## Request
Format the data below as a Markdown table with the columns Row and Entry, one numbered row per line and blank lines left out, covering everything from the line that contains "handrail in this photo." down to the end of the data.
-- start --
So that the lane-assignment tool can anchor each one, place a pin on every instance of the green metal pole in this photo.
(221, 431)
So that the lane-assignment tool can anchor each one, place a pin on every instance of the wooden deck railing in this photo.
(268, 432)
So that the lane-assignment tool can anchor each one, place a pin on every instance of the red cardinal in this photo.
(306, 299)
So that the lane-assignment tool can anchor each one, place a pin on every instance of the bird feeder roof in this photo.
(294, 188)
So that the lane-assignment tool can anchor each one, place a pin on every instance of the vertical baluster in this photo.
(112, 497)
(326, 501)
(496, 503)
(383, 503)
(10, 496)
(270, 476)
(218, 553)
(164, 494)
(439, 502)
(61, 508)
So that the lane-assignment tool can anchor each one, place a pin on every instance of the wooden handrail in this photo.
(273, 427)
-- end --
## Correct result
| Row | Entry |
|---|---|
| 1 | So that the lane-assignment tool can anchor each one, place a pin on every instance of the wooden handrail in this photo. |
| 2 | (273, 427) |